Problem to solve -
Set down a faithful copy of every record, and skip the pictures in it.

(Saved entries)
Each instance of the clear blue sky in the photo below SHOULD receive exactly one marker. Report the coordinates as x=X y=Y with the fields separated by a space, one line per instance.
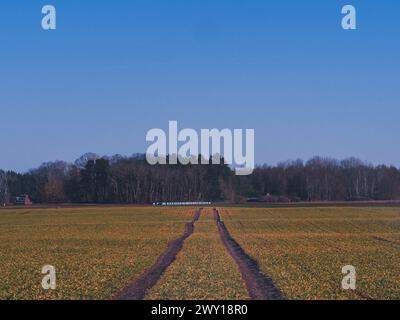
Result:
x=115 y=69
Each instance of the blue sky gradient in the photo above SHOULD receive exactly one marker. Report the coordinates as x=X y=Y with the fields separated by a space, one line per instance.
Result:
x=115 y=69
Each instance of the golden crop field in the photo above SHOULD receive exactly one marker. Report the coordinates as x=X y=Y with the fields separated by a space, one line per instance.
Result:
x=304 y=249
x=203 y=269
x=96 y=251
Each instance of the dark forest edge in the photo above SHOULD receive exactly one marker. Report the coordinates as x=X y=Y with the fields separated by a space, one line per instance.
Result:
x=131 y=180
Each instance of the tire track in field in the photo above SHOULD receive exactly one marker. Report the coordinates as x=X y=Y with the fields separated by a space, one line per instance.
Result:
x=259 y=286
x=138 y=288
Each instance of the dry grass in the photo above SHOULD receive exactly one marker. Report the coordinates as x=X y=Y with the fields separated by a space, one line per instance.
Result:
x=304 y=249
x=203 y=269
x=96 y=251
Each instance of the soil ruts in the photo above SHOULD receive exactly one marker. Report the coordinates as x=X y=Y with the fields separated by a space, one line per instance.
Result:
x=137 y=289
x=259 y=286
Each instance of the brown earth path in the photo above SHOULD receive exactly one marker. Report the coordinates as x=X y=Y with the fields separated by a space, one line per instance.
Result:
x=138 y=288
x=259 y=286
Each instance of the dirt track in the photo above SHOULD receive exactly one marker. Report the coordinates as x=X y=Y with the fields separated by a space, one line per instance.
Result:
x=259 y=286
x=137 y=289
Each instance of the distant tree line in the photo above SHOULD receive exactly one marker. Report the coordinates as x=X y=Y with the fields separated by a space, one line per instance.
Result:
x=118 y=179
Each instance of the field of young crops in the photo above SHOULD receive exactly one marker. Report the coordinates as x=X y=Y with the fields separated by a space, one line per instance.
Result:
x=202 y=270
x=96 y=251
x=304 y=249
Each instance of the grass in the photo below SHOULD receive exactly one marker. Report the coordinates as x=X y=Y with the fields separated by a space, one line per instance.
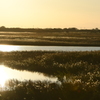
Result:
x=76 y=38
x=78 y=75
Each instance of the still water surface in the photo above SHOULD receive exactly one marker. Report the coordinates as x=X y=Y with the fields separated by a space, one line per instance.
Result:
x=8 y=73
x=9 y=48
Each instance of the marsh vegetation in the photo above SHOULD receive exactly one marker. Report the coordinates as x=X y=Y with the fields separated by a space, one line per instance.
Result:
x=53 y=38
x=78 y=75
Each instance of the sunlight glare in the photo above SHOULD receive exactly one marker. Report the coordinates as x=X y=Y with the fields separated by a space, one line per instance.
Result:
x=3 y=76
x=8 y=48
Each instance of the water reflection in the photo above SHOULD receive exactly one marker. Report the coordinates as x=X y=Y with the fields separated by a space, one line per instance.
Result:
x=9 y=48
x=8 y=73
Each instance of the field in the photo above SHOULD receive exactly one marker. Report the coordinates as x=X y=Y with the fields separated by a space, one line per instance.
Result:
x=78 y=75
x=63 y=38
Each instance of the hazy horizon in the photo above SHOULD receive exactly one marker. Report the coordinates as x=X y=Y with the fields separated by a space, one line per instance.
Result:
x=81 y=14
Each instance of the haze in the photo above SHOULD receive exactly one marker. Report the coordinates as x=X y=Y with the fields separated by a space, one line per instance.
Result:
x=50 y=13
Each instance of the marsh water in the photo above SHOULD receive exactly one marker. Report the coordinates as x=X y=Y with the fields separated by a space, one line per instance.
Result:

Written response -
Each instance of the clear blue sky in the photo below SHOULD receive exactly one marker. Report the coordinates as x=X y=Y with the fields separated by a space, one line per instance.
Result:
x=115 y=69
Each instance of the blue sky gradient in the photo above SHOULD receive exactly one marker. Report the coordinates as x=X y=Y with the fields separated by a space, one line per instance.
Result:
x=115 y=69
Each instance of the golden crop field in the photo above SHOULD receive exactly one marker. Report the coordinates as x=X y=Y with the fields separated by a space, one line per instance.
Result:
x=304 y=249
x=203 y=269
x=96 y=251
Each instance of the dark forest edge in the photo above SHOULD receive exactly one marker. Report the coordinates as x=X y=Y with the fields separated by a space, one line per instance.
Result:
x=131 y=180
Each instance of the tire track in field in the photo above SHOULD receive exactly one marker. Report the coordinates as x=X y=Y with the fields separated by a space, one line per instance.
Result:
x=259 y=286
x=138 y=288
Each instance of the dry grass in the photo above SHOULD receive exactly one marker. Report the coordinates as x=X y=Y with the fields separated by a space, one line per instance.
Result:
x=304 y=249
x=203 y=269
x=96 y=251
Each instance of the soil ruts in the photo above SHOULD receive exactly one marker. Report the coordinates as x=X y=Y with the fields separated by a space, one line per instance.
Result:
x=137 y=289
x=259 y=286
Each instance of the brown earth path in the photo above SHOULD receive exactly one marker. Report the coordinates as x=X y=Y with the fields separated by a space, one line per instance.
Result:
x=138 y=288
x=259 y=286
Each instance of the dirt track in the photo above SHOULD receive exactly one marker. Report the coordinates as x=X y=Y with the fields separated by a space, one line per instance.
Result:
x=259 y=286
x=137 y=289
Each instance of the distant tree line in the photo above SHOULD receive exactly one marker. Report the coordinates as x=X y=Y with the fields separated by a space, one line per instance.
Result:
x=118 y=179
Each instance of the field of young crops in the photo above SHOULD receive exactly one marker. Report the coordinates as x=X y=Y with the fields separated by a space, one line per instance.
Result:
x=202 y=270
x=96 y=251
x=304 y=249
Each instance of the grass in the photo below SHOULD receive exactly one marker. Report the coordinates as x=X y=Y with the fields separated by a space, one line per instance.
Result:
x=76 y=38
x=78 y=75
Each instance of the still water surface in the photo above SHOULD receive exactly one marker. Report the coordinates as x=X y=Y with the fields separated by a space, one line per instance.
Result:
x=8 y=73
x=9 y=48
Each instance of the marsh vegetation in the photo above SHOULD receive exactly one marker. Report the coordinates as x=X y=Y with the fields separated by a space, one line per instance.
Result:
x=53 y=38
x=78 y=75
Each instance of the sunlight glare in the photo above SHOULD receive exactly one marker. Report the coordinates as x=X y=Y with the fields separated by a space, one line per instance.
Result:
x=3 y=76
x=8 y=48
Each instance of the water reflection in the photo above SHOULD receive exactly one marker. Report the coordinates as x=X y=Y with the fields separated by a space, one line per instance.
Result:
x=9 y=48
x=8 y=73
Each instance of the field in the photo above SHOULD receive exactly one marker. Report the coordinates as x=X y=Y with the fields separated by a space, one line per instance.
Result:
x=78 y=75
x=63 y=38
Each instance of the hazy horizon in the photo above SHOULD receive exactly one marker. Report the coordinates as x=X y=Y with the fields separated by a space, one line per instance.
Result:
x=81 y=14
Each instance of the haze in the photo above SHOULD receive exactly one marker. Report the coordinates as x=X y=Y with the fields separated by a space, one line per instance.
Result:
x=50 y=13
Each instance of the marsh water in the photo above SHOULD receive exactly one marker. Report the coordinates as x=X y=Y with the fields separated by a space, one line per instance.
Result:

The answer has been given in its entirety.